• Exercise aim: Rewrite the records below as a Markdown table with the columns Row and Line. Start at the line containing "[locate] the pink", continue through the final line of the records, number each line in order, and leave out blank lines.

• Data section:
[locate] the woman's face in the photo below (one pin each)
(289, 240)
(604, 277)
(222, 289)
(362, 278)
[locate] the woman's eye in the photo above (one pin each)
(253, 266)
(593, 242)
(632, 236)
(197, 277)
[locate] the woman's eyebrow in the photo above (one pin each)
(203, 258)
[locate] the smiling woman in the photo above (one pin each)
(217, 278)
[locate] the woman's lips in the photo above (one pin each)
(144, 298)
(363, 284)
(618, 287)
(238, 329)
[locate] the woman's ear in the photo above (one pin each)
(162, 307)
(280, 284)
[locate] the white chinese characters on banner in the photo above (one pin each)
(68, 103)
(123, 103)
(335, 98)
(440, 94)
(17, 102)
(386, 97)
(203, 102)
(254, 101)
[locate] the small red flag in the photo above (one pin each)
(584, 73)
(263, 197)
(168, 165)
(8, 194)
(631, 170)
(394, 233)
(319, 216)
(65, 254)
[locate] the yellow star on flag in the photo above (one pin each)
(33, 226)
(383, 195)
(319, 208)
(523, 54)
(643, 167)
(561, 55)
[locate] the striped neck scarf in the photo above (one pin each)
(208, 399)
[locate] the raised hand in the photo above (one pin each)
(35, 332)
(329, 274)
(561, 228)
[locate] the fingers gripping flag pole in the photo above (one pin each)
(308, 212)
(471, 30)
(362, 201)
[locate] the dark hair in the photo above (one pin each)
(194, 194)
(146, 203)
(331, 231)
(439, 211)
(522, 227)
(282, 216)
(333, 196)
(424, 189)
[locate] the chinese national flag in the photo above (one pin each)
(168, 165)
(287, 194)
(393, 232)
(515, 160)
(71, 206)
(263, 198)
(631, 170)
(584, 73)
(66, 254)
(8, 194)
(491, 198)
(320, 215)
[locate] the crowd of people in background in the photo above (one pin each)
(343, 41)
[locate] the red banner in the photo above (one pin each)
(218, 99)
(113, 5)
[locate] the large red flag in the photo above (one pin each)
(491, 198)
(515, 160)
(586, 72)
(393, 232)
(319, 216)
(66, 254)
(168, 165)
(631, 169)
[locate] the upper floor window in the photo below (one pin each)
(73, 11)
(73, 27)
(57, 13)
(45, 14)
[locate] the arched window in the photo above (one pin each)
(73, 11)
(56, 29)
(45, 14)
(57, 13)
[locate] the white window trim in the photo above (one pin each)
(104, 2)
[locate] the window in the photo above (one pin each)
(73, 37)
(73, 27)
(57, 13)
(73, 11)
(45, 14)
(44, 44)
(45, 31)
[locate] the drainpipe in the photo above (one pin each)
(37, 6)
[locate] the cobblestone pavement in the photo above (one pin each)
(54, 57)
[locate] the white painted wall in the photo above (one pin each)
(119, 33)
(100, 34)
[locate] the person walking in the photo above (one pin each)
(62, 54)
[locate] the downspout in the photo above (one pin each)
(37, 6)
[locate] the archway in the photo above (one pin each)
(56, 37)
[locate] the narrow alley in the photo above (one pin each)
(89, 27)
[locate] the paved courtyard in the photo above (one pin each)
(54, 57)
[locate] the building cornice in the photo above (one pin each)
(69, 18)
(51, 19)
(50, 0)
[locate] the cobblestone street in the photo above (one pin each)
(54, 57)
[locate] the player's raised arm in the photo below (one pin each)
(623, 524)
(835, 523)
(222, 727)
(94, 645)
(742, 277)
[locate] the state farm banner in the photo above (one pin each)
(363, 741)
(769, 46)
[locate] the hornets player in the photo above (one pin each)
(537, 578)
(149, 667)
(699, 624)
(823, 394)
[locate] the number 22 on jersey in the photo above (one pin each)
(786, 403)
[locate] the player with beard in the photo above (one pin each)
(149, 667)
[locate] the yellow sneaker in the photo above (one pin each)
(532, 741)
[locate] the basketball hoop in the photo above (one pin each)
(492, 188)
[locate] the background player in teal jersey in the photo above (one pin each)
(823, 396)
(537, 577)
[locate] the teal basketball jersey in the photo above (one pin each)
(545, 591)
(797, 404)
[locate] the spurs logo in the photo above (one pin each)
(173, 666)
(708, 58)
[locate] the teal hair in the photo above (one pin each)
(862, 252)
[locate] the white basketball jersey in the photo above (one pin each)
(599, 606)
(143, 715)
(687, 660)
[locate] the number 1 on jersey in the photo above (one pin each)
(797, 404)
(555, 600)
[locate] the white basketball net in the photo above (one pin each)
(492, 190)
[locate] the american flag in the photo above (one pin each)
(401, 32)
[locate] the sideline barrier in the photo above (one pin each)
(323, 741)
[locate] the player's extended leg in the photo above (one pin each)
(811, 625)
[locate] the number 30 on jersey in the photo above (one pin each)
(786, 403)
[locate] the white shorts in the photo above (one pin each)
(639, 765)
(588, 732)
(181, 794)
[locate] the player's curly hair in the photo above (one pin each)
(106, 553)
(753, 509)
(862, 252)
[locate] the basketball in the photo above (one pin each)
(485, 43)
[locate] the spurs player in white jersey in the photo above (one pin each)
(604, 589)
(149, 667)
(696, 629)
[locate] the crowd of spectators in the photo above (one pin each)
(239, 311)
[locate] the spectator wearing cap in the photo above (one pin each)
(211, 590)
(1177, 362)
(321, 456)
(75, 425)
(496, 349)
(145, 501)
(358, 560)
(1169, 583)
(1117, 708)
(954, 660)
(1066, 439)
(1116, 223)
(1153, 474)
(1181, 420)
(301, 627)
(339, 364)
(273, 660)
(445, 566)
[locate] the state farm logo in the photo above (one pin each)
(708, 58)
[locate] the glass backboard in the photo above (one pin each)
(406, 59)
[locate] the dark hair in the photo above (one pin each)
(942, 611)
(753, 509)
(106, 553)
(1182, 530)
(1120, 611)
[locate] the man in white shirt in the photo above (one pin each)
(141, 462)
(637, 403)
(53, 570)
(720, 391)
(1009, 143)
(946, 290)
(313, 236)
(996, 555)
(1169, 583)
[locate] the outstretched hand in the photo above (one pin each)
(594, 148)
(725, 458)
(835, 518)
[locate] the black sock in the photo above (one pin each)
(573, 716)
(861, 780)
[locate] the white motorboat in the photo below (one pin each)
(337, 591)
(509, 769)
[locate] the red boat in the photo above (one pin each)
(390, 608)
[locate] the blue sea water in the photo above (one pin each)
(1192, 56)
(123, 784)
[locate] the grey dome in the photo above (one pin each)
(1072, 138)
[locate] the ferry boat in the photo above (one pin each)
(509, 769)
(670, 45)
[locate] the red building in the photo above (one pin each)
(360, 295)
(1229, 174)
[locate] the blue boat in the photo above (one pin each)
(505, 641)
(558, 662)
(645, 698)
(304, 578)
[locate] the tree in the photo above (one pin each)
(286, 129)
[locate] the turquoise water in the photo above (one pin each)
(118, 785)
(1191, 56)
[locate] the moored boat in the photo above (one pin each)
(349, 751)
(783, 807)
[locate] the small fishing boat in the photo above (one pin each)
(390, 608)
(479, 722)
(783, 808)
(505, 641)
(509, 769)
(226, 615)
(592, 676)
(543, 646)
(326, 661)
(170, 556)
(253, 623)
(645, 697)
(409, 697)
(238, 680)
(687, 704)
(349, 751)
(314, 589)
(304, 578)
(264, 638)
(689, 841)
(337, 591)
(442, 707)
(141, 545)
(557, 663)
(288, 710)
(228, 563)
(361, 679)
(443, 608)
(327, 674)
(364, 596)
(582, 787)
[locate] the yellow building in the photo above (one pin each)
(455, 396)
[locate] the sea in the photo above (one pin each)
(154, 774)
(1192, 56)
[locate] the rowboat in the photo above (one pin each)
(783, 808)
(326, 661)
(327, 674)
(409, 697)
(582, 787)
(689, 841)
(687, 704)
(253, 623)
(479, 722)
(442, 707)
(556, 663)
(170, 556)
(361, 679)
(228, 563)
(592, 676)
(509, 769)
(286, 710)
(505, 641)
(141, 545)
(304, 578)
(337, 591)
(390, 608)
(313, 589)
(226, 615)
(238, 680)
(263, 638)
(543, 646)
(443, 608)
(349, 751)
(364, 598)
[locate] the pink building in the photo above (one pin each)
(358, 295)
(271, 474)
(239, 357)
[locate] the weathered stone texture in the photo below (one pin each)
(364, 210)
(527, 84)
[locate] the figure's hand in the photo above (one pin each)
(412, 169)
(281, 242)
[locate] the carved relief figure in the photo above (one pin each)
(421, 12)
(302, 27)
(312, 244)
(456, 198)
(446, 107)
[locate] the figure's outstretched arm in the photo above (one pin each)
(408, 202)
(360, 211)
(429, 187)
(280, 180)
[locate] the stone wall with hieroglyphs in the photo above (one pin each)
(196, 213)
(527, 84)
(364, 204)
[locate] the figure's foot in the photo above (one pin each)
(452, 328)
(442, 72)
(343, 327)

• Solution:
| Row | Line |
|---|---|
| 1 | [locate] the pink building in the photo above (one pin each) |
| 2 | (358, 295) |
| 3 | (271, 474) |
| 4 | (239, 357) |
| 5 | [locate] the weathered stone texture in the photo below (one pin each) |
| 6 | (364, 210) |
| 7 | (527, 84) |
| 8 | [locate] the figure's hand in the photo above (one pin each) |
| 9 | (412, 169) |
| 10 | (281, 242) |
| 11 | [locate] the carved relief figure in the photo above (one pin each) |
| 12 | (421, 12) |
| 13 | (302, 27) |
| 14 | (312, 244) |
| 15 | (456, 198) |
| 16 | (446, 107) |
| 17 | [locate] the figure's outstretched arm in the photo above (one pin each) |
| 18 | (408, 202) |
| 19 | (360, 211) |
| 20 | (429, 187) |
| 21 | (280, 180) |
| 22 | [locate] the stone wall with hieroglyphs in the photo above (one pin each) |
| 23 | (196, 213) |
| 24 | (527, 84) |
| 25 | (364, 204) |
| 26 | [locate] the figure's foot in the photo above (one pin each) |
| 27 | (452, 328) |
| 28 | (442, 72) |
| 29 | (343, 327) |